• Required work:
Write out again only the lines running from the one that contains "Where can the metal" to the end of the records below, including both the first and the last.

• Extracted entries:

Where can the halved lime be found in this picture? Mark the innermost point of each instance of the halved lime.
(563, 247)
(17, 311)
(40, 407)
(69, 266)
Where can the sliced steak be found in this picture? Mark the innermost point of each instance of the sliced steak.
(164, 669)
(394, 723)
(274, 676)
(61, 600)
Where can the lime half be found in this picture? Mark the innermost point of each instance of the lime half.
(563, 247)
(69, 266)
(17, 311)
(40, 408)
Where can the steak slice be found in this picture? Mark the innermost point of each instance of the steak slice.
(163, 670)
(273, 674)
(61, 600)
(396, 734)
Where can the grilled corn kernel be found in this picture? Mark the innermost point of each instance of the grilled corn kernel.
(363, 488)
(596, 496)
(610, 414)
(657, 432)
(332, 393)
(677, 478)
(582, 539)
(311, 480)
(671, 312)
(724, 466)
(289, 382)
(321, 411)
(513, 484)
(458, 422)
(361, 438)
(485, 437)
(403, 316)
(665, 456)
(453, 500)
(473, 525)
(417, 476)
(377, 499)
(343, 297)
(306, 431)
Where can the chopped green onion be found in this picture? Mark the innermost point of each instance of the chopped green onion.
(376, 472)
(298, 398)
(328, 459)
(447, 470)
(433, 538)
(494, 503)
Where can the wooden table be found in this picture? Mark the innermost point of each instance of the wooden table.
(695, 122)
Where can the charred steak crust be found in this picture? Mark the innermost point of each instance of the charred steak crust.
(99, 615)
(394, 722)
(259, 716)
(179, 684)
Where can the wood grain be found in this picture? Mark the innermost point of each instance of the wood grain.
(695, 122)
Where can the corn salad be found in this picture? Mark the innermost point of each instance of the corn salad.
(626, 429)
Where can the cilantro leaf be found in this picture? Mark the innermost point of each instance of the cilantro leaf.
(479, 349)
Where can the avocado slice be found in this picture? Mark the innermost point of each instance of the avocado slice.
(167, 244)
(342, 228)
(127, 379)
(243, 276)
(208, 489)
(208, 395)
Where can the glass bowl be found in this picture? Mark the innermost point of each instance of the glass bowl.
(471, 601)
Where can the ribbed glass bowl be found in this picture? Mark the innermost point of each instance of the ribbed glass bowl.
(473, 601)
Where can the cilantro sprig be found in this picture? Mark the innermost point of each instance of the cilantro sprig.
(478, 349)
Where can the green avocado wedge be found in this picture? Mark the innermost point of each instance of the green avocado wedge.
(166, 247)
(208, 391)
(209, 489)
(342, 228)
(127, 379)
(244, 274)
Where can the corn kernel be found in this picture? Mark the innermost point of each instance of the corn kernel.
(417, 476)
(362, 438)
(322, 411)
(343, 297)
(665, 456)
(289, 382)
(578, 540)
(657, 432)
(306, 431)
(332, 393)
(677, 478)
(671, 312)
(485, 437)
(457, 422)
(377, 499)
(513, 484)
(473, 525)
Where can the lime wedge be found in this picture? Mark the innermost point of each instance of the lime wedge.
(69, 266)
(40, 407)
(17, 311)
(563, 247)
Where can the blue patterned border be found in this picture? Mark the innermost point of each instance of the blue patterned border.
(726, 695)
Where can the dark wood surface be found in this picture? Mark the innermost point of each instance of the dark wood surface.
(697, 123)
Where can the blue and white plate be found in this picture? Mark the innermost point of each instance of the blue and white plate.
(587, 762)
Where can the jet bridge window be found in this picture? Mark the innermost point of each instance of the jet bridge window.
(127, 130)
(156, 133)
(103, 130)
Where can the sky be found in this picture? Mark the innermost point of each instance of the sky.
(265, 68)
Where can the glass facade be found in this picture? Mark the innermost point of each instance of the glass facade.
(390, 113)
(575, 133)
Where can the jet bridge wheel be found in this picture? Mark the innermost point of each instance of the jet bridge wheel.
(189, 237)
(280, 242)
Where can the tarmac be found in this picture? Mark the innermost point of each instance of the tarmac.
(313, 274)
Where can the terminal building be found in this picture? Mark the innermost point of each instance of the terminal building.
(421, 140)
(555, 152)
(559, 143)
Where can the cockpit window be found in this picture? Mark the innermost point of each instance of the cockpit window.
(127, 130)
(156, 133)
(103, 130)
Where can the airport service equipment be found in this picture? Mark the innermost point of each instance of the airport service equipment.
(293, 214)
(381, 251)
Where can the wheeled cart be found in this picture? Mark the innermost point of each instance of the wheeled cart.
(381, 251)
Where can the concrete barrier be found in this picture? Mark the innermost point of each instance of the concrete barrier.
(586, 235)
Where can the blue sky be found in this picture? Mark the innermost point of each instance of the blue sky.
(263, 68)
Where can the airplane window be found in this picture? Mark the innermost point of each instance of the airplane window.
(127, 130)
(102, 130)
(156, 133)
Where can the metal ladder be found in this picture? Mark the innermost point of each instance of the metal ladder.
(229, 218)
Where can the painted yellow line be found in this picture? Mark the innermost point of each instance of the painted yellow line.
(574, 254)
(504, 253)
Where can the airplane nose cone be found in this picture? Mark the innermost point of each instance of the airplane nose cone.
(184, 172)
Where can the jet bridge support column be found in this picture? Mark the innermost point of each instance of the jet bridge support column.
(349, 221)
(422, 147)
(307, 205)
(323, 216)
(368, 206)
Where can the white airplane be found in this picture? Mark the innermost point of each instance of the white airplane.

• Task output:
Where can the metal ladder be found in this picture? Mark the innermost point of each instance of the metal ladder.
(229, 218)
Where can the painted yellow line be found in this picture? Mark the innermost point of each instance of the painted yellow line.
(574, 254)
(504, 253)
Where can the airplane nose cone be found in this picture? Mark the innermost point of each instance of the airplane nose cone.
(184, 172)
Where can the jet bridge support column be found in this picture? Mark the innermost point of each instance of the jet bridge support column.
(349, 221)
(422, 147)
(307, 205)
(323, 216)
(368, 206)
Where can the white airplane be found in this picture? Mark the innermost point of each instance of the white airplane.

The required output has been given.